▶ **What you need to do**
Write out the material below again, replacing "Annotate" with "Label" everywhere and leaving everything else as it is. Leave the pictures out.

▶ **Data supplied**
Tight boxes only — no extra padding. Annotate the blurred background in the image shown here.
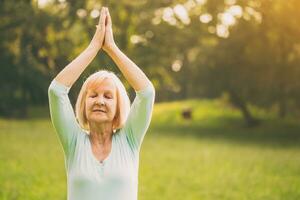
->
[0,0,300,200]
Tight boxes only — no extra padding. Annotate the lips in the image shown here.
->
[93,109,106,113]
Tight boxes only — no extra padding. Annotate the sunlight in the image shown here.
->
[199,13,212,24]
[217,24,229,38]
[226,5,243,18]
[218,12,236,26]
[90,9,100,18]
[172,59,182,72]
[173,4,191,24]
[162,7,176,25]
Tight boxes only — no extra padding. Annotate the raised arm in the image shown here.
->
[55,7,106,87]
[103,8,151,91]
[103,9,155,152]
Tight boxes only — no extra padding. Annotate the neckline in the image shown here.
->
[87,133,115,165]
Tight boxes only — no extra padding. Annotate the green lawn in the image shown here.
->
[0,100,300,200]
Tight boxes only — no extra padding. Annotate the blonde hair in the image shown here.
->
[75,70,130,132]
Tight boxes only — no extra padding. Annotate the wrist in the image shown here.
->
[103,44,118,55]
[86,43,101,52]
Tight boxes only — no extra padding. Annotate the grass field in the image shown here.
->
[0,100,300,200]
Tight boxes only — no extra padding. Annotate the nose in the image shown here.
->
[97,97,104,105]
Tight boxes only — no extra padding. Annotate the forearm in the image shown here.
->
[55,45,98,87]
[107,45,151,91]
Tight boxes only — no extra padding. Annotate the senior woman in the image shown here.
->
[48,7,155,200]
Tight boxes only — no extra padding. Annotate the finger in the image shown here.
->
[98,7,106,27]
[106,8,111,25]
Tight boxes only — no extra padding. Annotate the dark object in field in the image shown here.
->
[181,108,192,120]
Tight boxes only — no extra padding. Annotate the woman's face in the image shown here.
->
[85,78,117,123]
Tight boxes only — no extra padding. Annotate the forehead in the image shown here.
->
[88,78,117,93]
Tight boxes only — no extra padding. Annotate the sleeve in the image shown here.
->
[48,79,81,160]
[124,83,155,151]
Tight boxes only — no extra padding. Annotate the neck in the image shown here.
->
[90,123,113,146]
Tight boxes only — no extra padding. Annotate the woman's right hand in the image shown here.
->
[89,7,107,51]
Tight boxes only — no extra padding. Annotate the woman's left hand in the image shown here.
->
[102,7,116,53]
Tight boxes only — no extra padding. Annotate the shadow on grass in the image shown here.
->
[151,118,300,148]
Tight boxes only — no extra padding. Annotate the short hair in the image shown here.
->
[75,70,130,132]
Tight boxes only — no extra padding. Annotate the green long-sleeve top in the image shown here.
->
[48,79,155,200]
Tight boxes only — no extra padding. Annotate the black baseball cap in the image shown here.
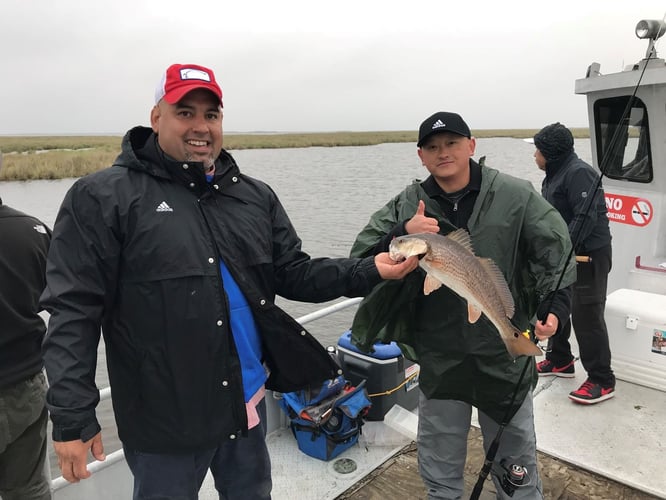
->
[416,111,472,147]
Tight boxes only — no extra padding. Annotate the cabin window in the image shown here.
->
[594,96,653,182]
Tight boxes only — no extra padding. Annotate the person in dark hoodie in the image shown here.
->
[0,153,51,500]
[534,122,615,404]
[42,64,418,500]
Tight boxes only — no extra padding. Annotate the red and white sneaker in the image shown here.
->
[569,378,615,405]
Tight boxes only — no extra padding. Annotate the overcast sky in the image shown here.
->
[0,0,666,135]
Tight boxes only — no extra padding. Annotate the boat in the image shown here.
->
[51,16,666,500]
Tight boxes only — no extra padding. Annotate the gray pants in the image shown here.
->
[417,393,543,500]
[0,373,51,500]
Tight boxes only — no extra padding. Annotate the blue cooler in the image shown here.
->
[338,330,419,420]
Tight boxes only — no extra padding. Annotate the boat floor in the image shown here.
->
[200,362,666,500]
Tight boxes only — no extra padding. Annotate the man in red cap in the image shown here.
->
[42,64,417,500]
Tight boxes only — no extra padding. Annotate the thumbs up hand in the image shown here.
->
[405,200,439,234]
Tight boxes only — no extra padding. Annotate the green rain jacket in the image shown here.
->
[351,166,576,423]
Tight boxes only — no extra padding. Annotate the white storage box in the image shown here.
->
[606,288,666,392]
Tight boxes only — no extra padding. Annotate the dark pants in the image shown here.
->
[124,401,272,500]
[0,372,51,500]
[546,245,615,387]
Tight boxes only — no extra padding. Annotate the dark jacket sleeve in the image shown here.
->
[567,166,605,246]
[41,180,120,441]
[264,188,381,302]
[536,286,571,333]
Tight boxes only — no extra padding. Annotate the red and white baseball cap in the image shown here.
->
[155,64,222,106]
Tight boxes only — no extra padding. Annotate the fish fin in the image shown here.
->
[467,303,481,323]
[423,274,442,295]
[502,328,543,358]
[477,257,515,318]
[446,228,474,254]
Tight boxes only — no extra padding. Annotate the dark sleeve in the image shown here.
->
[537,286,571,333]
[41,181,120,441]
[271,193,382,303]
[567,168,601,246]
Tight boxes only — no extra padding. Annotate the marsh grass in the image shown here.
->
[0,128,589,181]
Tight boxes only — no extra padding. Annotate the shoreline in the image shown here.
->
[0,128,590,182]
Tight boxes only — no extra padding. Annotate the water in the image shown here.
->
[0,138,591,475]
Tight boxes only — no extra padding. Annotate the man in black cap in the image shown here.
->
[534,123,615,404]
[351,112,575,500]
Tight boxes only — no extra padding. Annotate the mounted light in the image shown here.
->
[636,19,666,40]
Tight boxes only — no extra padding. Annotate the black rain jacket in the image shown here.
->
[0,200,51,388]
[42,127,381,453]
[541,153,611,255]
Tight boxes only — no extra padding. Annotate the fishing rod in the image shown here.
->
[470,14,666,500]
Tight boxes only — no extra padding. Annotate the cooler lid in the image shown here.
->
[338,330,402,359]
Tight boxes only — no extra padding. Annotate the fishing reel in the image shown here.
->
[496,460,530,497]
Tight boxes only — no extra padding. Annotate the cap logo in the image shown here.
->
[432,120,446,130]
[180,68,211,82]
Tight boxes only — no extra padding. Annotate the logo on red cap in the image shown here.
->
[155,64,222,106]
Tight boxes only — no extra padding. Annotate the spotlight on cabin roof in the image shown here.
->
[636,19,666,40]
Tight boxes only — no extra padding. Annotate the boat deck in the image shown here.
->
[195,362,666,500]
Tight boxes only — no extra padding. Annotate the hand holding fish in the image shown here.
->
[389,230,544,358]
[405,200,439,234]
[375,252,419,280]
[534,313,560,340]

▶ **Answer below**
Tight boxes only — no extra padding. Label the blurred background in the image shown here.
->
[0,0,300,200]
Tight boxes only — no extra padding. Label the lips in the image shown here.
->
[93,109,106,113]
Tight boxes only — no extra padding. Label the sunlight in the image shown here.
->
[199,13,212,24]
[217,24,229,38]
[226,5,243,18]
[218,12,236,26]
[90,9,100,18]
[172,59,182,72]
[173,4,191,24]
[162,7,176,25]
Tight boxes only — no extra padding. Label the raised arm in the image shown here.
->
[55,7,106,87]
[103,8,151,91]
[103,9,155,152]
Tight boxes only — no extra padding. Label the neckline in the image shown here.
->
[87,133,115,165]
Tight boxes only — no extra padding. Label the green lawn in the image shown here.
->
[0,100,300,200]
Tight boxes only — no extra padding. Label the blonde hair in the image shown here.
->
[75,70,130,132]
Tight boxes only — no extra padding. Label the wrist in the image shown here.
->
[103,44,118,55]
[86,43,101,52]
Tight boxes only — no extra padding. Label the grass field in the image shown here.
->
[0,100,300,200]
Tight boxes only — no extra padding. Label the nose in the image shown here.
->
[97,97,104,105]
Tight boxes only — no extra padding. Label the forearm in the image shown here.
->
[55,45,98,87]
[107,45,151,91]
Tight boxes only — no extra padding. Label the senior woman in the image shown here.
->
[48,7,155,200]
Tight boxes only — no extra padding. Label the finger in the image shown here.
->
[98,7,106,27]
[106,8,111,25]
Tight boxes only — no extra padding. Label the dark object in field in the image shown here.
->
[181,108,192,120]
Tight boxes only — no extra padding. Label the woman's face in the image shown here.
->
[85,78,117,123]
Tight boxes only — no extra padding. Label the forehead in the image shown here.
->
[88,78,117,93]
Tight boxes only — no extra padding. Label the sleeve in the image shown here.
->
[48,79,81,160]
[124,83,155,151]
Tight boxes only — no extra padding. Label the neck in the image shown here.
->
[90,123,113,146]
Tight boxes only — no extra padding. Label the woman's right hand in the image shown here.
->
[89,7,107,51]
Tight boxes only — no extra padding. Label the woman's left hand in the image shown here.
->
[102,7,116,53]
Tight boxes only — no extra padding. Label the shadow on grass in the image shown here.
->
[151,118,300,148]
Tight boxes only — no extra padding. Label the short hair in the image shown here.
->
[75,70,130,132]
Tight boxes only — no extra padding. Label the green long-sleeve top in the image shown here.
->
[48,79,155,200]
Tight boxes only — no extra padding. Label the black baseball cap in the image shown here.
->
[416,111,472,147]
Tight boxes only — no extra padding. Label the cabin window in the image shown here.
->
[594,96,653,182]
Tight boxes only — no extra padding. Label the person in dark hoodie in the image shown here.
->
[0,153,51,500]
[534,122,615,404]
[42,64,418,500]
Tight boxes only — no extra padding. Label the red and white sneaker in the image shown here.
->
[569,378,615,405]
Tight boxes only — no extra padding. Label the overcast sky in the image shown here.
->
[0,0,666,135]
Tight boxes only — no extra padding. Label the boat in the image shown here.
->
[51,16,666,500]
Tight boxes only — no extra padding. Label the gray pants in the image shown here.
->
[417,393,543,500]
[0,373,51,500]
Tight boxes only — no extra padding. Label the blue cooler in the image shown here.
->
[338,330,419,420]
Tight boxes only — no extra padding. Label the boat floor in the image shown here.
->
[200,362,666,500]
Tight boxes only — no extra padding. Label the man in red cap in the image shown here.
->
[42,64,417,500]
Tight boxes only — no extra padding. Label the thumbs up hand in the image shown here.
->
[405,200,439,234]
Tight boxes only — no extra padding. Label the green rain jacket in the image shown here.
->
[351,166,576,423]
Tight boxes only — no extra padding. Label the white storage box in the image shown here.
->
[606,288,666,392]
Tight boxes only — no extra padding. Label the dark pants in the image shown here.
->
[124,401,272,500]
[0,372,51,500]
[546,245,615,387]
Tight boxes only — no extra padding. Label the dark jacket sleeve in the image shown here.
->
[567,166,605,246]
[41,180,120,441]
[264,188,381,302]
[536,286,571,333]
Tight boxes only — no extra padding. Label the red and white baseball cap in the image shown here.
->
[155,64,222,106]
Tight boxes only — no extra padding. Label the fish fin in the image shown here.
->
[467,303,481,323]
[423,274,442,295]
[502,328,543,358]
[477,257,515,318]
[446,228,474,254]
Tight boxes only — no extra padding. Label the dark sleeve in the image shown here.
->
[537,286,571,333]
[41,181,120,441]
[271,193,382,303]
[567,168,601,246]
Tight boxes only — no extra padding. Label the marsh grass in the image shown here.
->
[0,128,589,181]
Tight boxes only — no extra padding. Label the shoreline in the image shown here.
->
[0,128,590,182]
Tight boxes only — no extra padding. Label the water in the image shown here.
->
[0,138,591,475]
Tight boxes only — no extra padding. Label the man in black cap in the image shown here.
->
[534,123,615,404]
[351,112,575,500]
Tight boxes only — no extra padding. Label the mounted light in the image shown here.
->
[636,19,666,40]
Tight boxes only — no extra padding. Label the black rain jacket in the image shown here.
->
[0,200,51,388]
[42,127,381,453]
[541,153,611,255]
Tight boxes only — no extra padding. Label the fishing rod in the image shown here.
->
[470,14,666,500]
Tight boxes only — no extra padding. Label the cooler lid in the image shown here.
->
[338,330,402,359]
Tight boxes only — no extra padding. Label the fishing reel in the image shown here.
->
[496,460,530,497]
Tight boxes only — no extra padding. Label the cap logo in the image shown here.
->
[432,120,446,130]
[180,68,211,82]
Tight boxes only — no extra padding. Label the logo on red cap in the image shown here.
->
[155,64,222,106]
Tight boxes only — no extra padding. Label the spotlight on cabin roof in the image shown here.
->
[636,19,666,40]
Tight boxes only — no extra padding. Label the boat deck in the image shown here.
->
[195,362,666,500]
Tight boxes only — no extra padding. Label the hand holding fish in the image shown here.
->
[389,230,544,358]
[405,200,439,234]
[375,252,419,280]
[534,313,560,340]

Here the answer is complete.